--- start Listed records ---
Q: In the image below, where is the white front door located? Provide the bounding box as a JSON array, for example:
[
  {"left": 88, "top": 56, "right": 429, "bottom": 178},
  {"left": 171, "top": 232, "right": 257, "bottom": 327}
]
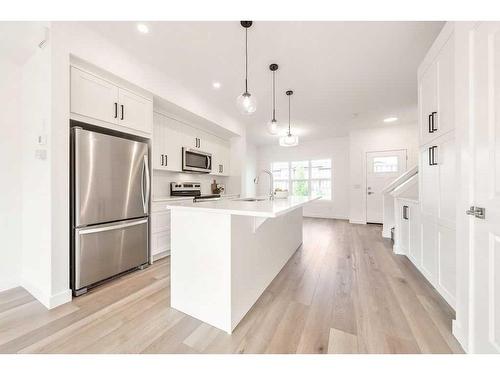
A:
[
  {"left": 366, "top": 150, "right": 406, "bottom": 224},
  {"left": 464, "top": 22, "right": 500, "bottom": 353}
]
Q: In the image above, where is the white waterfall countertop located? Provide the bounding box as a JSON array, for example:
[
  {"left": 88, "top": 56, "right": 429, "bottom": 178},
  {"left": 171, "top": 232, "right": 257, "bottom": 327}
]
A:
[{"left": 167, "top": 196, "right": 321, "bottom": 217}]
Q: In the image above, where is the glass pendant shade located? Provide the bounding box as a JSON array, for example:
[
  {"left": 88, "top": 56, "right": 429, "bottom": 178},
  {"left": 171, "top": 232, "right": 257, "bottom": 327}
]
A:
[
  {"left": 280, "top": 134, "right": 299, "bottom": 147},
  {"left": 236, "top": 92, "right": 257, "bottom": 115},
  {"left": 267, "top": 119, "right": 279, "bottom": 135},
  {"left": 280, "top": 90, "right": 299, "bottom": 147}
]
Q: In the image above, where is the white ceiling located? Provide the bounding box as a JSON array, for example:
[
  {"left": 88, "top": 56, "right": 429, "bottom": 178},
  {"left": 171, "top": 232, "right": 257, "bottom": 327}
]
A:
[
  {"left": 0, "top": 21, "right": 45, "bottom": 66},
  {"left": 85, "top": 21, "right": 443, "bottom": 144}
]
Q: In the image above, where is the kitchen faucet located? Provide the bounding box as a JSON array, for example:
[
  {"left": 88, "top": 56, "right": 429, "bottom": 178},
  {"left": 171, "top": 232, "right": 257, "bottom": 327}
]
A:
[{"left": 253, "top": 169, "right": 274, "bottom": 201}]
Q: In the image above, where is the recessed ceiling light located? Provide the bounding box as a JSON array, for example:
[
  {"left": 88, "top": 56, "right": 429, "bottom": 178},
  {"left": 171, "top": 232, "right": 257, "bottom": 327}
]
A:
[
  {"left": 384, "top": 117, "right": 398, "bottom": 122},
  {"left": 137, "top": 23, "right": 149, "bottom": 34}
]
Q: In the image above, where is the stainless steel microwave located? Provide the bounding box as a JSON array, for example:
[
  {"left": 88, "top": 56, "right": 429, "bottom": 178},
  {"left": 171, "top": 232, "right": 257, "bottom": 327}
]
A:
[{"left": 182, "top": 147, "right": 212, "bottom": 173}]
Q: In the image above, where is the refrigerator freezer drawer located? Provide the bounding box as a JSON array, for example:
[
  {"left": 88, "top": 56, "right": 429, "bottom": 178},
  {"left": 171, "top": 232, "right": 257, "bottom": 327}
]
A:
[{"left": 74, "top": 218, "right": 148, "bottom": 290}]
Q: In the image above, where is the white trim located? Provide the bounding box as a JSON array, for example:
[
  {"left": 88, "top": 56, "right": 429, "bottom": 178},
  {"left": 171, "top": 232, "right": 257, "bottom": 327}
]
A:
[
  {"left": 303, "top": 214, "right": 349, "bottom": 220},
  {"left": 349, "top": 219, "right": 366, "bottom": 224},
  {"left": 0, "top": 278, "right": 20, "bottom": 292},
  {"left": 451, "top": 319, "right": 469, "bottom": 353},
  {"left": 21, "top": 280, "right": 72, "bottom": 310}
]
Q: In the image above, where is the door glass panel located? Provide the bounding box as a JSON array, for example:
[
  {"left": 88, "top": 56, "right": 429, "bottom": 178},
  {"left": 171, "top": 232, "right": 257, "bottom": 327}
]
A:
[
  {"left": 373, "top": 156, "right": 398, "bottom": 173},
  {"left": 311, "top": 159, "right": 332, "bottom": 178},
  {"left": 291, "top": 160, "right": 309, "bottom": 180}
]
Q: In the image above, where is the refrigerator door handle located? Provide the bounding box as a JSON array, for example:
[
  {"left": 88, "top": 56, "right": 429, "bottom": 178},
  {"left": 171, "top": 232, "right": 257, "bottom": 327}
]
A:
[
  {"left": 77, "top": 219, "right": 148, "bottom": 235},
  {"left": 141, "top": 155, "right": 151, "bottom": 214}
]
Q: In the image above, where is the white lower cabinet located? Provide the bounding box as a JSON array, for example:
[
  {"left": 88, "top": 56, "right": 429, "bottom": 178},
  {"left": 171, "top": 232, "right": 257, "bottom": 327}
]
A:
[
  {"left": 151, "top": 202, "right": 170, "bottom": 261},
  {"left": 394, "top": 198, "right": 420, "bottom": 258}
]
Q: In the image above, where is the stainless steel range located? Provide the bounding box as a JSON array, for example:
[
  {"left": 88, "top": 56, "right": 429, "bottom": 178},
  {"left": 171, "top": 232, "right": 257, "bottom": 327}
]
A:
[{"left": 170, "top": 182, "right": 220, "bottom": 202}]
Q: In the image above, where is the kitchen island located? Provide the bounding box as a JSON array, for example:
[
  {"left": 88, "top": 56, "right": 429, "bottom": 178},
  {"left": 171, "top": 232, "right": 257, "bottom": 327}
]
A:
[{"left": 167, "top": 197, "right": 319, "bottom": 333}]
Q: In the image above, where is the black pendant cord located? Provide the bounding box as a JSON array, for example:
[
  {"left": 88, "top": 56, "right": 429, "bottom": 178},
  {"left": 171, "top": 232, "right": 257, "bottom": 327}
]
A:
[
  {"left": 272, "top": 71, "right": 276, "bottom": 122},
  {"left": 288, "top": 95, "right": 292, "bottom": 137},
  {"left": 245, "top": 28, "right": 248, "bottom": 94}
]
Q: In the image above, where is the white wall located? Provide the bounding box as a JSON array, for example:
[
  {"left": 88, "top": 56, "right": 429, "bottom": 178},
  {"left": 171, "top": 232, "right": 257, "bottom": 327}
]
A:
[
  {"left": 0, "top": 57, "right": 22, "bottom": 291},
  {"left": 21, "top": 39, "right": 55, "bottom": 306},
  {"left": 243, "top": 142, "right": 257, "bottom": 197},
  {"left": 349, "top": 124, "right": 418, "bottom": 224},
  {"left": 257, "top": 137, "right": 349, "bottom": 219}
]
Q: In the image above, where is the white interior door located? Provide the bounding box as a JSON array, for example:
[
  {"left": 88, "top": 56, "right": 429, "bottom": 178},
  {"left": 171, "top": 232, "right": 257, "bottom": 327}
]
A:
[
  {"left": 366, "top": 150, "right": 406, "bottom": 224},
  {"left": 464, "top": 22, "right": 500, "bottom": 353}
]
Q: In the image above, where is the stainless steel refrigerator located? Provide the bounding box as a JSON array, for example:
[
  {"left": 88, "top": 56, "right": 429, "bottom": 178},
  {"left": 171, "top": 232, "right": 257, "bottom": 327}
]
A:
[{"left": 71, "top": 124, "right": 151, "bottom": 295}]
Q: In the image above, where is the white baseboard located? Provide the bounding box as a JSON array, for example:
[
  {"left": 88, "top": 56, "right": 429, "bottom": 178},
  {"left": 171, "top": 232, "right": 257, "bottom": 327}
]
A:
[
  {"left": 349, "top": 220, "right": 366, "bottom": 225},
  {"left": 451, "top": 319, "right": 469, "bottom": 353},
  {"left": 153, "top": 250, "right": 170, "bottom": 262},
  {"left": 21, "top": 280, "right": 72, "bottom": 310},
  {"left": 0, "top": 280, "right": 20, "bottom": 292}
]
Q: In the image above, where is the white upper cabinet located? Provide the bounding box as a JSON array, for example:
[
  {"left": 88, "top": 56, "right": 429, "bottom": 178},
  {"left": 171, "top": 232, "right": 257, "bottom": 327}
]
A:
[
  {"left": 418, "top": 34, "right": 454, "bottom": 145},
  {"left": 71, "top": 66, "right": 153, "bottom": 135},
  {"left": 418, "top": 64, "right": 437, "bottom": 144},
  {"left": 71, "top": 67, "right": 118, "bottom": 123},
  {"left": 118, "top": 88, "right": 153, "bottom": 133}
]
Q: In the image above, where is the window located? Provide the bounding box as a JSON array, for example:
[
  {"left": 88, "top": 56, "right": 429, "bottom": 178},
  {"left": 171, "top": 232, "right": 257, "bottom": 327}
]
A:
[
  {"left": 311, "top": 159, "right": 332, "bottom": 200},
  {"left": 271, "top": 159, "right": 332, "bottom": 200},
  {"left": 373, "top": 156, "right": 398, "bottom": 173}
]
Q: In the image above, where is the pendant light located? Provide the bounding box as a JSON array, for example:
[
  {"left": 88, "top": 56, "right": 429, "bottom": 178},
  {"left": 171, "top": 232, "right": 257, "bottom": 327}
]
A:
[
  {"left": 236, "top": 21, "right": 257, "bottom": 115},
  {"left": 267, "top": 64, "right": 279, "bottom": 135},
  {"left": 280, "top": 90, "right": 299, "bottom": 147}
]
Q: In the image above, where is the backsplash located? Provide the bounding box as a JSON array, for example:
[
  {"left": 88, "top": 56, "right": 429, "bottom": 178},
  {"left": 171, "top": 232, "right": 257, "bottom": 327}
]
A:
[{"left": 153, "top": 170, "right": 230, "bottom": 198}]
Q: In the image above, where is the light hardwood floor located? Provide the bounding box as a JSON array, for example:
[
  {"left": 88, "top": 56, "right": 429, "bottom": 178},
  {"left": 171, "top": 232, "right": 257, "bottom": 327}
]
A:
[{"left": 0, "top": 219, "right": 462, "bottom": 353}]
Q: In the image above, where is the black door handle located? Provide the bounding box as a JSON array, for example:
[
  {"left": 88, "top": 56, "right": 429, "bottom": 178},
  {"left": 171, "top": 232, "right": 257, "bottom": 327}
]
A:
[
  {"left": 431, "top": 112, "right": 437, "bottom": 133},
  {"left": 431, "top": 146, "right": 437, "bottom": 165}
]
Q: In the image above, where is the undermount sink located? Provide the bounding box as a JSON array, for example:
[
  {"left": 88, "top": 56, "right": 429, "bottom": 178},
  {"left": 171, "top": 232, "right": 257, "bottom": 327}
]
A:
[{"left": 235, "top": 198, "right": 267, "bottom": 202}]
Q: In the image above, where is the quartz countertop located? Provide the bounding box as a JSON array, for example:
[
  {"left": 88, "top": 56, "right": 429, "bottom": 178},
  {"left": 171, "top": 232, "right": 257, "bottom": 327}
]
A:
[{"left": 167, "top": 196, "right": 320, "bottom": 217}]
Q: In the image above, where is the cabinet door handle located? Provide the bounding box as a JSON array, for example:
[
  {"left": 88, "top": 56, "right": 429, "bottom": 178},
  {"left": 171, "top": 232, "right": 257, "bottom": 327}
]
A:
[
  {"left": 431, "top": 112, "right": 437, "bottom": 133},
  {"left": 403, "top": 206, "right": 408, "bottom": 220},
  {"left": 431, "top": 146, "right": 438, "bottom": 165}
]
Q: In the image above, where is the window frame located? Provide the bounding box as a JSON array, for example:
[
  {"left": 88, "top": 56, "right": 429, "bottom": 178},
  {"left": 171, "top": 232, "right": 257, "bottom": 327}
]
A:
[{"left": 270, "top": 158, "right": 333, "bottom": 202}]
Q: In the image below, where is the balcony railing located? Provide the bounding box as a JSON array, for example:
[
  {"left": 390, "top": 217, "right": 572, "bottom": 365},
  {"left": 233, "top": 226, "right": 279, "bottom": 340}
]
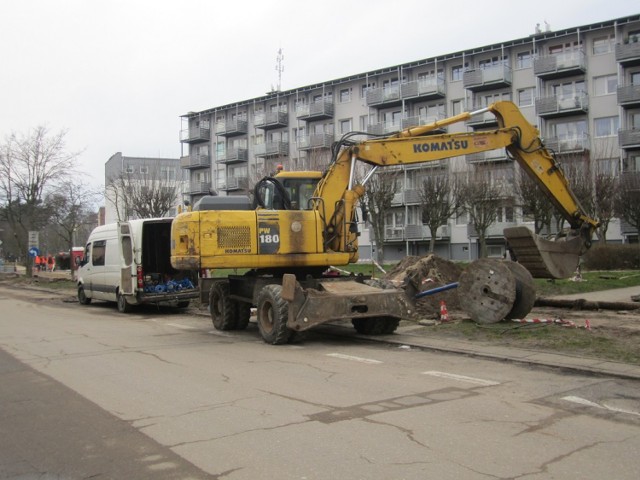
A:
[
  {"left": 400, "top": 77, "right": 447, "bottom": 101},
  {"left": 216, "top": 119, "right": 247, "bottom": 137},
  {"left": 616, "top": 39, "right": 640, "bottom": 67},
  {"left": 544, "top": 134, "right": 589, "bottom": 154},
  {"left": 618, "top": 129, "right": 640, "bottom": 149},
  {"left": 536, "top": 92, "right": 589, "bottom": 118},
  {"left": 218, "top": 177, "right": 249, "bottom": 192},
  {"left": 254, "top": 142, "right": 289, "bottom": 157},
  {"left": 296, "top": 99, "right": 333, "bottom": 120},
  {"left": 533, "top": 50, "right": 587, "bottom": 79},
  {"left": 298, "top": 133, "right": 333, "bottom": 150},
  {"left": 216, "top": 148, "right": 249, "bottom": 164},
  {"left": 462, "top": 65, "right": 513, "bottom": 91},
  {"left": 618, "top": 85, "right": 640, "bottom": 108},
  {"left": 180, "top": 126, "right": 211, "bottom": 143},
  {"left": 465, "top": 148, "right": 511, "bottom": 164},
  {"left": 253, "top": 111, "right": 289, "bottom": 130},
  {"left": 180, "top": 155, "right": 211, "bottom": 168},
  {"left": 189, "top": 182, "right": 211, "bottom": 195}
]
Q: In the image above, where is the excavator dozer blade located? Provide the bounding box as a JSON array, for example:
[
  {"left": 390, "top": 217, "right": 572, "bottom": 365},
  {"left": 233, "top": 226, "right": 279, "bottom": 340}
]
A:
[{"left": 504, "top": 227, "right": 584, "bottom": 278}]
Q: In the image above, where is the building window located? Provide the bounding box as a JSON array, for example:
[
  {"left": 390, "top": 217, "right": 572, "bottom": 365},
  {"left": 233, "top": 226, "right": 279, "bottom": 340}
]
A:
[
  {"left": 595, "top": 117, "right": 619, "bottom": 137},
  {"left": 518, "top": 87, "right": 535, "bottom": 107},
  {"left": 516, "top": 52, "right": 532, "bottom": 69},
  {"left": 451, "top": 65, "right": 462, "bottom": 82},
  {"left": 340, "top": 118, "right": 353, "bottom": 135},
  {"left": 593, "top": 35, "right": 615, "bottom": 55},
  {"left": 593, "top": 75, "right": 618, "bottom": 95}
]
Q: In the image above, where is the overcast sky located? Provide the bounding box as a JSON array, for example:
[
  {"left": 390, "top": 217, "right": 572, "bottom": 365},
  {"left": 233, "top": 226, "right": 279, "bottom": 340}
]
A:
[{"left": 0, "top": 0, "right": 640, "bottom": 193}]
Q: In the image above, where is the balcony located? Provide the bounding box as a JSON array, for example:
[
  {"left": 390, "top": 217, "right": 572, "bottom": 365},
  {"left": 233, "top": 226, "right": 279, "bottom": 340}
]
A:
--- end Listed records ---
- **Aim**
Identify every line of the material above that contains the word "black", and reproduce each such line in full.

- **Response**
Q: In the image above, where is the black pendant cord located? Provide the bounding box as a JSON array, for example:
Q: In the image above, where is the black door handle located? Provide the bounding box as a JSON array, for example:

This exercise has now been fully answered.